[Entries for pointing to labeled objects]
──────
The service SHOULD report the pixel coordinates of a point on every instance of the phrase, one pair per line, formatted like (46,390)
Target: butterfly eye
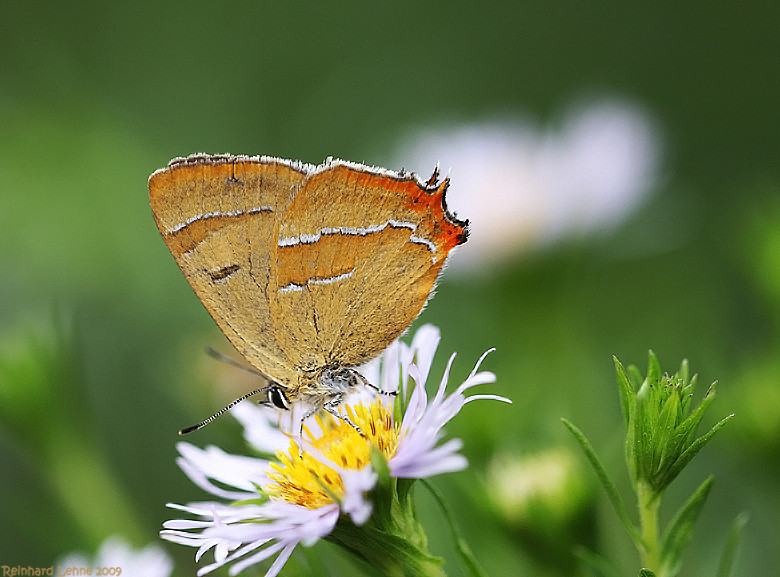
(277,398)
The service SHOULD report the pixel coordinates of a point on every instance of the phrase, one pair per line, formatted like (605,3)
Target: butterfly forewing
(304,267)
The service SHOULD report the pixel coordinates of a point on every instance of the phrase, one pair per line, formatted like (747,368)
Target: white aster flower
(323,480)
(524,186)
(116,557)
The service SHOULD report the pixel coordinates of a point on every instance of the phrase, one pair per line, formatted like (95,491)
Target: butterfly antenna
(218,413)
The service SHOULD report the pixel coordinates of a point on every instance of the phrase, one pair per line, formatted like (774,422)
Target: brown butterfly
(310,271)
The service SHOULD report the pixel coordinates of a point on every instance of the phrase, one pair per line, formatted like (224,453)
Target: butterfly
(308,270)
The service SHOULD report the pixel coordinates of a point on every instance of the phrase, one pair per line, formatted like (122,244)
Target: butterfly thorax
(325,387)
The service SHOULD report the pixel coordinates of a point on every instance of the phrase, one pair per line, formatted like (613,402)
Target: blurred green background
(101,338)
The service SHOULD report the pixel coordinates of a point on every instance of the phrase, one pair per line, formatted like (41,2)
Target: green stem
(649,503)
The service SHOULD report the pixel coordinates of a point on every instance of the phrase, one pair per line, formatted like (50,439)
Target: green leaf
(653,369)
(729,554)
(606,482)
(667,437)
(467,558)
(692,450)
(635,376)
(680,529)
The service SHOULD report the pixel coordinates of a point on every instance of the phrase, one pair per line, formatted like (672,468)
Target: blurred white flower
(115,553)
(326,474)
(522,187)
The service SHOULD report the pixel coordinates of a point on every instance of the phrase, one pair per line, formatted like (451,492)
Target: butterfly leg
(332,407)
(370,385)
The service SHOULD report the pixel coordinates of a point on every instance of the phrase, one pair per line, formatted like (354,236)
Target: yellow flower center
(300,478)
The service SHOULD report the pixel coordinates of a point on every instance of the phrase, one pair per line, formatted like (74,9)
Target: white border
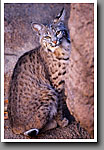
(95,71)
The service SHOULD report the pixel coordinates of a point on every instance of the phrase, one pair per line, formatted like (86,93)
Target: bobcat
(37,86)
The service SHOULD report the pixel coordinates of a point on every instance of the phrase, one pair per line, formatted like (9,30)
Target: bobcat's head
(53,35)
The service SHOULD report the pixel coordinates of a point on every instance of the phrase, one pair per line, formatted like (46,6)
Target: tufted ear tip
(60,16)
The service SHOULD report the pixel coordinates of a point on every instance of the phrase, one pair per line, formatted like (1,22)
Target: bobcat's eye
(47,37)
(58,32)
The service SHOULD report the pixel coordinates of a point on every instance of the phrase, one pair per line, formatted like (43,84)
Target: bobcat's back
(37,86)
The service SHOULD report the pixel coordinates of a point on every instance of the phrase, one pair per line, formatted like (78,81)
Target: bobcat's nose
(55,42)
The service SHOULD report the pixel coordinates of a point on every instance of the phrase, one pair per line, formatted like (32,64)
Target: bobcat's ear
(60,16)
(37,27)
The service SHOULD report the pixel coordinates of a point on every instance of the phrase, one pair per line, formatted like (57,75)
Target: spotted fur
(37,87)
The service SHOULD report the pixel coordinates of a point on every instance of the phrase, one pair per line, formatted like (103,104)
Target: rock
(81,69)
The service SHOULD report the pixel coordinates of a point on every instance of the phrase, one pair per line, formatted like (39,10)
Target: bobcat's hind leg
(62,121)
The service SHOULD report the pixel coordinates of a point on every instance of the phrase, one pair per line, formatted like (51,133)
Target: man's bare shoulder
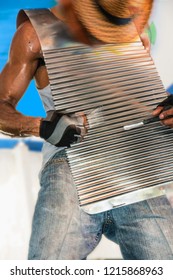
(26,42)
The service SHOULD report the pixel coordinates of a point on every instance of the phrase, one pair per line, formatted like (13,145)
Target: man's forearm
(15,124)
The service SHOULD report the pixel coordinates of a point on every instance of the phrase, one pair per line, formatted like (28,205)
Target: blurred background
(20,160)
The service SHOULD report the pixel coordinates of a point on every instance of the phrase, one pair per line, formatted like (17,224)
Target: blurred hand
(165,111)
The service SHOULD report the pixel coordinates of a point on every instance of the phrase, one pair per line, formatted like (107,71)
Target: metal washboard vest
(111,167)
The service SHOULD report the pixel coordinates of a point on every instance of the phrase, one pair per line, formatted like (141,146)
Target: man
(61,230)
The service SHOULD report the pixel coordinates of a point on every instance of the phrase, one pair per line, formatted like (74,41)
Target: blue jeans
(62,230)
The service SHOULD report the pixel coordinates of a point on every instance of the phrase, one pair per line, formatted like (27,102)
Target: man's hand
(62,129)
(165,111)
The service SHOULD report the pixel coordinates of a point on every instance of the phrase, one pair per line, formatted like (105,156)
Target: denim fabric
(62,230)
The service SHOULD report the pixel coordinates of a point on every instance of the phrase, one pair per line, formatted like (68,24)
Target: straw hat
(113,21)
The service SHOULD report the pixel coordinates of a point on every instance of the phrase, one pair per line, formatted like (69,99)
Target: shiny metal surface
(112,167)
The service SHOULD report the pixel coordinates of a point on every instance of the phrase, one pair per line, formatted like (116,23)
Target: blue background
(30,104)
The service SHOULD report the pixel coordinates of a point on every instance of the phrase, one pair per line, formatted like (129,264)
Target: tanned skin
(22,67)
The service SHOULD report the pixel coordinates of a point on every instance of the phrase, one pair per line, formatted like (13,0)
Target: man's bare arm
(14,80)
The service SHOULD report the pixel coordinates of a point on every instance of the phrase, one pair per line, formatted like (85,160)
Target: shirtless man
(61,230)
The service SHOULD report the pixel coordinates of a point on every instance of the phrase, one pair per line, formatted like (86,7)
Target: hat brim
(104,30)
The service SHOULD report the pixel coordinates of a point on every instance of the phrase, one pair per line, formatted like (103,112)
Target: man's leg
(61,230)
(144,230)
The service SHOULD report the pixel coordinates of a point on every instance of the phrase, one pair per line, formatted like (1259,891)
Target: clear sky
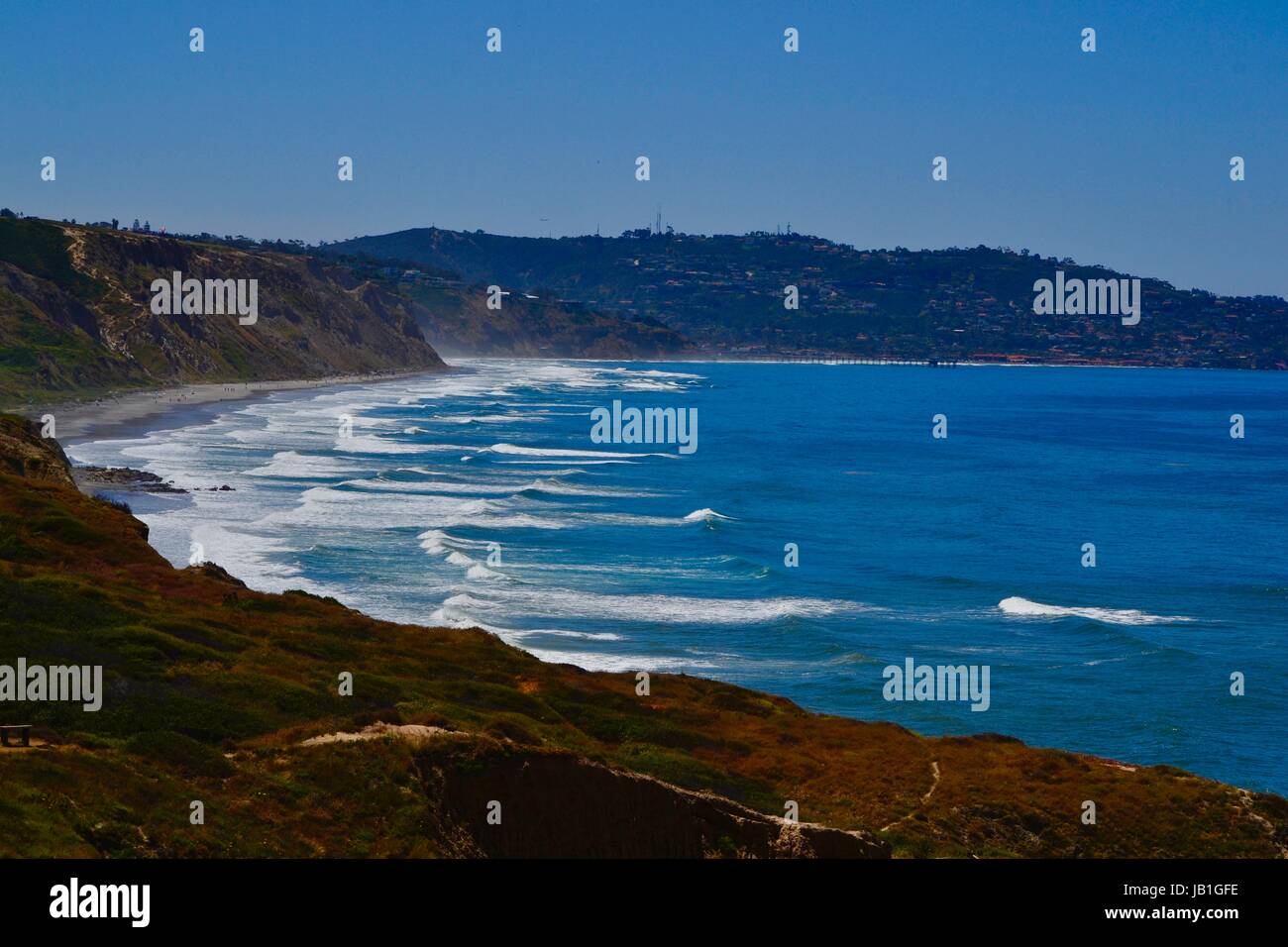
──────
WHAT YOU SHOULD DO
Write out all of the material above line for line and word for word, leaving the pictures out.

COMPLETE RESPONSE
The service SHOULD report the pixel coordinates of a point on every instance of the phrase, one pair per line, formatted like (46,390)
Target: butterfly eye
(277,398)
The service SHOULD report the pixel coordinates of a point on every instance of the phrase, one pair per line, formatted like (605,3)
Target: butterfly forewing
(304,267)
The service SHOULD report the pixel coordinates of a point on every instance of the phrase, one pair per line, formatted like (747,368)
Target: white aster flower
(323,480)
(524,186)
(116,557)
The service SHOULD report the pixel coordinates of a point on every instance of the phrase, one pair per line, formatted like (95,491)
Target: butterfly antenna
(218,413)
The service SHOULD report the pixel coordinates of a point on every instance of the phrase, one pair per line, formatted like (774,422)
Target: brown butterfly
(310,271)
The service SHOULD report the pixel coordinates of a point on every instance of the phrase, one pair per line, formatted like (224,453)
Target: butterfly
(308,270)
The service SHOULD report the pixel coordinates of a point on every instance of the phrase, one pair per line, formatted like (122,244)
Target: butterfly thorax
(325,387)
The service SHOULD report the pixel coordinates of a point on every instance of the phrase, one pair per line, formatted like (613,402)
Target: blurred green background
(101,338)
The service SHOULD report the pixel coordinates of a point on every instance of the phrase, one pair per line, formatted like (41,2)
Target: green stem
(649,503)
The service SHOULD report the pixel coordinates of a point on every instance of the phrase, one pair per line, formatted like (50,439)
Target: green leaf
(653,369)
(729,554)
(606,482)
(667,437)
(467,558)
(692,450)
(635,376)
(680,529)
The service SHOULD report the pixel coordinates of a point on every instance of the phrase, one pair per line, formatted like (672,468)
Target: blurred white flower
(115,553)
(326,474)
(522,187)
The service SHOULD report the pixel coordinates of a point on every instance of the phrase, one pair per line, formatted like (451,492)
Target: butterfly leg
(332,407)
(370,385)
The service SHOULD report the pixel coordinates of a point on every instance of the phrase, one pair per line, formatted like (354,236)
Target: yellow flower center
(300,478)
The service SHOULD report the pixel coordinates of a point on every instance of the phrase, one pair per line, formatted like (74,9)
Target: white border
(95,71)
The service SHOULD report the pixel coordinates of a point on every instance of the phrase, one pair per line, formatted like (86,93)
Target: bobcat
(37,86)
The service SHOULD report the pixel coordinates of a point on every instance of the phrase, one pair per line, formatted like (9,30)
Target: bobcat's head
(53,35)
The service SHOULD report the pixel coordinates of a point on every instance of the phrase, one pair per line, formatted like (46,6)
Target: tufted ear tip
(60,16)
The service SHOULD report the pixel coordinates of a point on every instance of the phrase, one pair per line, formatted like (1,22)
Target: bobcat's eye
(47,37)
(58,32)
The service SHOULD report the pixel coordinates of a point on every instance of the phrase, one pair per line, formatted like (43,84)
Target: bobcat's back
(37,86)
The service SHOULD report the pixel coordinates of a point on every instance of the phrase, one pair per line, formatted like (78,81)
Target: bobcat's nose
(55,42)
The service SHOULD report the pixel coordinates of a point on every instance of the phrase, one pair per line, formatted like (32,64)
Target: bobcat's ear
(60,16)
(37,27)
The service SHOULD report the pixel coordinates of a point on every instance of the phrase, one pair per line, formatted like (57,75)
Target: spotted fur
(37,87)
The service SHOULD report the pixel coordinates of a point on every instance of the phrase, one pair per line, formatted like (103,104)
Target: rock
(81,69)
The service SHOULD report the pixel coordinates of a point on every instance of the phrase, one pair per line, formatted like (39,10)
Target: bobcat's hind leg
(62,121)
The service SHOULD report the pixel coordinates of a point on every instance of the phrase, one pair per line, formatted like (51,133)
Target: man's bare shoulder
(26,42)
The service SHOULD report the pixel coordinates of a point on every instance of the phrase, one pair per line, formatted like (13,145)
Target: man's forearm
(15,124)
The service SHOULD report the pixel coordinates of a point on every instance of the phrase, one pair per line, formatted like (28,205)
Target: blurred background
(20,160)
The service SHOULD report the pixel coordinates of a point on every instance of the phrase, one pair per line, formatted like (17,224)
Target: blurred hand
(165,111)
The service SHOULD report the pixel coordinates of a point on every instance of the phrase, one pair per line, formatted like (107,71)
Target: metal washboard vest
(111,167)
The service SHOULD report the pixel coordinates of a point on every instance of the phrase, one pair per line, formatted like (141,146)
Target: man
(61,230)
The service SHOULD report the pixel coordinates of a point on every instance of the phrase, one pair per line, formatted like (74,41)
Target: blue jeans
(62,230)
The service SHOULD report the pixel coordinates of a point on every instance of the phrase, one pair per line, formatted like (27,102)
Target: man's hand
(62,129)
(165,111)
The service SHOULD report the pixel coordinates of a point on every instance of the phrase, one pair per line, formatted like (105,156)
Target: denim fabric
(62,230)
The service SHOULD report the pixel coordinates of a point on every instance of the phrase, one pair per line, formatted like (68,24)
Target: straw hat
(113,21)
The service SHOULD report the pixel coordinates of a point on every instance of the phrase, one pair per line, formatted like (69,99)
Target: shiny metal surface
(112,167)
The service SHOULD report the pixel coordinates of a point on every instance of the phrase, one pair per line, formatted like (116,23)
Target: blue background
(30,104)
The service SHOULD report the pixel coordinates of a point on every instance of the phrase, one pair per line, formatted like (129,264)
Target: tanned skin
(22,67)
The service SHOULD report the pixel coordinates of a point on every instance of the phrase, one pair per line, formatted like (13,0)
Target: man's bare arm
(14,80)
The service SHOULD report the pixel coordinates of a point on every instance of the phrase, one pair per line, formatted like (85,160)
Target: shirtless man
(61,230)
The service SHOULD report the pixel coordinates of a point on every instance of the phrase, one pair per line, formatted like (86,7)
Target: hat brim
(104,30)
The service SHOULD report the pixel coordinates of a point on every instance of the phrase, one pair per line, formatted like (103,112)
Target: man's leg
(61,230)
(144,230)
The service SHOULD report the pixel coordinates of a point on every instance of the phrase, one pair per line, formatted like (1259,891)
Target: clear sky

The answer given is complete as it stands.